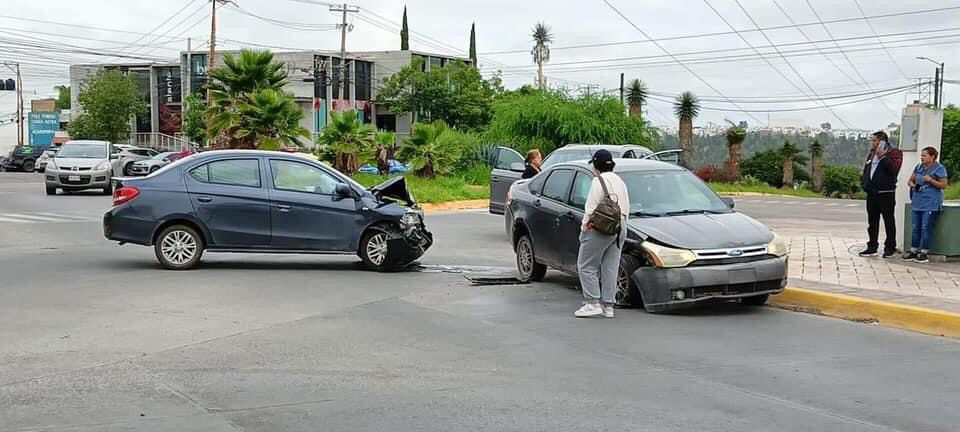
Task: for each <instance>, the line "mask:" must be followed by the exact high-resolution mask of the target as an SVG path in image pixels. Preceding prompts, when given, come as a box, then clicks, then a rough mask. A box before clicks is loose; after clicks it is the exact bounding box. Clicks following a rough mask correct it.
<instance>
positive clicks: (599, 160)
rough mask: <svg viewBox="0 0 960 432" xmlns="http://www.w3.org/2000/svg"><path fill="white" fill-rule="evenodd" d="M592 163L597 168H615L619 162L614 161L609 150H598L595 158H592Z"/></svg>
mask: <svg viewBox="0 0 960 432" xmlns="http://www.w3.org/2000/svg"><path fill="white" fill-rule="evenodd" d="M590 163H592V164H593V166H594V167H595V168H597V169H600V168H611V169H612V168H613V167H614V166H616V165H617V164H616V163H614V162H613V154H611V153H610V152H609V151H608V150H603V149H600V150H597V151H596V152H594V153H593V158H591V159H590Z"/></svg>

------------------------------------------------------------

Task prompt.
Set out every line of the rows above as a numbered list, skipping any blank lines and omitting the pictures.

Task response.
1. Task: for each <instance>, the line "mask:" must be followed by the exact high-resolution mask of the target as an SVG path in image pixels. Preceding prompts, when given, come as a box, then clicks, then a rough mask. A box before clicks is loose; after clicks it is the exact bounding box. Clicks following a rough mask correct it.
2. <instance>
3. positive clicks: (599, 160)
4. rough mask: <svg viewBox="0 0 960 432" xmlns="http://www.w3.org/2000/svg"><path fill="white" fill-rule="evenodd" d="M592 163L597 168H615L619 162L614 161L609 150H598L595 158H592Z"/></svg>
5. mask: <svg viewBox="0 0 960 432" xmlns="http://www.w3.org/2000/svg"><path fill="white" fill-rule="evenodd" d="M590 163H592V164H593V166H594V167H595V168H597V169H600V168H611V169H612V168H613V167H614V166H616V165H617V164H616V163H614V162H613V154H611V153H610V152H609V151H608V150H603V149H600V150H597V151H596V152H594V153H593V158H591V159H590Z"/></svg>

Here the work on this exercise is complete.